### PROVIDED DATA ###

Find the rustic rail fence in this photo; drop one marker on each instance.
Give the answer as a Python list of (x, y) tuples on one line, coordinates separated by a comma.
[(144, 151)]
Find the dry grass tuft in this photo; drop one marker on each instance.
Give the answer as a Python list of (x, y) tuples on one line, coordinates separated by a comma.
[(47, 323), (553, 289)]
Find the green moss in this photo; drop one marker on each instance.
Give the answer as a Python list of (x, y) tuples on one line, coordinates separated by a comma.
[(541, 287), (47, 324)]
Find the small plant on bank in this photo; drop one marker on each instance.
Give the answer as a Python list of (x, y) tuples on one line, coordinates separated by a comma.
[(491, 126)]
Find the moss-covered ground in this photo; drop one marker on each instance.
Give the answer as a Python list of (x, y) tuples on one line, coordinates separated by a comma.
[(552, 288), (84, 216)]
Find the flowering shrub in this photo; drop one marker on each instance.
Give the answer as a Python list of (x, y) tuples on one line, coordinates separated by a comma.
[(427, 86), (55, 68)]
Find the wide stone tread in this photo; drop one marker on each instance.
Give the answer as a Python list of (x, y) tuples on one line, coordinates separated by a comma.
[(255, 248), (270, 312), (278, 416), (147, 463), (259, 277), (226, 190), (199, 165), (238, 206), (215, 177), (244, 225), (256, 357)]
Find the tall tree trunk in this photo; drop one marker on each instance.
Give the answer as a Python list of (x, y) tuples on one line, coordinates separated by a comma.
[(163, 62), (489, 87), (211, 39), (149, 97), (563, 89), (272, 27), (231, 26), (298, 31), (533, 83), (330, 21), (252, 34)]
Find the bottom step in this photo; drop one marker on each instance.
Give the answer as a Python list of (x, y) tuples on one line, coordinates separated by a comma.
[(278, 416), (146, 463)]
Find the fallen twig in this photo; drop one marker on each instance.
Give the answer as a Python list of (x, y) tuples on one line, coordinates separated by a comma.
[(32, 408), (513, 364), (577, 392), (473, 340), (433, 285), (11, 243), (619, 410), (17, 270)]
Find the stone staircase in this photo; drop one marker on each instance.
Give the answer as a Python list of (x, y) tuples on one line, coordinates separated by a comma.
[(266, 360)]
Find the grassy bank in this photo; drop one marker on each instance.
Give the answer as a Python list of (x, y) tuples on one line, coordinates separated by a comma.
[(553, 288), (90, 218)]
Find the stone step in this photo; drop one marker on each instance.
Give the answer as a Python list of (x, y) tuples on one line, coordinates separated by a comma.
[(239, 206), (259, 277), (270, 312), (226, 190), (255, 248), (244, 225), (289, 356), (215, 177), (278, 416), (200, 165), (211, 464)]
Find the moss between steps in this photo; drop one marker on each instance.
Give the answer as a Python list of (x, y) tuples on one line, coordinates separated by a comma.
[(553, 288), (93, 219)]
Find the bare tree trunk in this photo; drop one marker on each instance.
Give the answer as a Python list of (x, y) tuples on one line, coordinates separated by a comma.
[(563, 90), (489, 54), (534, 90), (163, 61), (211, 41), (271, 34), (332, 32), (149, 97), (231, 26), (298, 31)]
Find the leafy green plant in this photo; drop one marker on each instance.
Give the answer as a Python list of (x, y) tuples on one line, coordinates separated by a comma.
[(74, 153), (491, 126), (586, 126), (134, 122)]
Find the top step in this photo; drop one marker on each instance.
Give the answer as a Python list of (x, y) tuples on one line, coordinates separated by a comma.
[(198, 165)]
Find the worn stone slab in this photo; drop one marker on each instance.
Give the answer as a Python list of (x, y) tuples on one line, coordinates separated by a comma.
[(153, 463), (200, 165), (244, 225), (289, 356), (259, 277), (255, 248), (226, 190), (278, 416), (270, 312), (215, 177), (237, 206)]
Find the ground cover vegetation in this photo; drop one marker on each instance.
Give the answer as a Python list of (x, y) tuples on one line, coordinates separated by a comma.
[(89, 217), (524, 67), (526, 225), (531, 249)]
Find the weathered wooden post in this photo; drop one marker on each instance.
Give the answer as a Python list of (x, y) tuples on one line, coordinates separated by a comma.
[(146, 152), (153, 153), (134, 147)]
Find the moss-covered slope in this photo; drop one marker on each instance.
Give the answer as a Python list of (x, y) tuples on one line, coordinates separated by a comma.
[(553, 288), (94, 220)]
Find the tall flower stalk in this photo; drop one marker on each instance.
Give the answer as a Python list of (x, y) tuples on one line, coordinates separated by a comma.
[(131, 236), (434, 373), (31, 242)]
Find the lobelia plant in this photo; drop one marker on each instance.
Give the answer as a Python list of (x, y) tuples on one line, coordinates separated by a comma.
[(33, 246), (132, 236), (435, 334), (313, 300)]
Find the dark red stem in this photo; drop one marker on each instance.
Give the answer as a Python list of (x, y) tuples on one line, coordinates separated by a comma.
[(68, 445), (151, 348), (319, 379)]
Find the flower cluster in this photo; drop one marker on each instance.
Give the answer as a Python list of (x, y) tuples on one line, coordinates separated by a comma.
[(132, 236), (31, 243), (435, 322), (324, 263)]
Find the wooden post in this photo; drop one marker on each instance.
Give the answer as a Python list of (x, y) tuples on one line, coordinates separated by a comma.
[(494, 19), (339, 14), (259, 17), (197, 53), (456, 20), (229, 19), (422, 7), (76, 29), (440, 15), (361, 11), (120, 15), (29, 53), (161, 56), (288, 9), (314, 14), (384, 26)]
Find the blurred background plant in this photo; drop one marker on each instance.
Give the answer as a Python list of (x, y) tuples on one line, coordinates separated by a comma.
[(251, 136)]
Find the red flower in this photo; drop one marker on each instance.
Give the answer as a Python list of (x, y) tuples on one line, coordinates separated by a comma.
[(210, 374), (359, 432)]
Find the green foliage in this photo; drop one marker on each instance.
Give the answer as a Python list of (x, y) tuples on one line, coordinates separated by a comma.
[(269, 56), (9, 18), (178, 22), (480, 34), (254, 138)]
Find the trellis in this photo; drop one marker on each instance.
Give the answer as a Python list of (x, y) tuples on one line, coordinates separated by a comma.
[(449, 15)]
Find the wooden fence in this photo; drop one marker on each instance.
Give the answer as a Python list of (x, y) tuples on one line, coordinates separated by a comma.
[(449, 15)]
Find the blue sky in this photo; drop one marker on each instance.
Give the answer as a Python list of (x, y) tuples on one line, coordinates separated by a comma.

###

TASK BRIEF
Rewrite the part of the material that opens with the line containing "Find the moss between" and closes with the line containing "177), (237, 206)]", replacing "drop one marker" with "place a single point" and leaving everything else unchanged.

WRITTEN RESPONSE
Find the moss between steps in this photo; place a single point on each instance.
Give the answer as a Python list of (x, y) tuples on one line, coordinates separated by a comma.
[(553, 288), (93, 219)]
Find the bare tree trunk in this photo; place a single point on each instance.
Give the answer as a Python list of (x, y) tuples on one line, coordinates separated by a comma.
[(563, 90), (489, 54), (534, 90), (163, 61), (211, 41), (271, 34), (332, 32), (149, 97), (231, 26), (298, 31)]
Find the leafy green plant in this photo; place a single point on each instance.
Give the answer as a Python list of (x, y) tuples on one line, coordinates separated by a comma.
[(74, 153), (491, 126), (586, 126), (134, 122)]
Find the top step in this photo; place a single point on each instance.
Give the answer as a Python list of (x, y) tuples on one line, coordinates separated by a comma.
[(198, 165)]
Find the worn stone slab in this photo; place a single point on each instance.
Give the answer as a Python list of (x, y) tuples on one line, coordinates separated by a comma.
[(153, 463), (200, 165), (244, 225), (289, 356), (259, 277), (255, 248), (226, 190), (278, 416), (270, 312), (215, 177), (237, 206)]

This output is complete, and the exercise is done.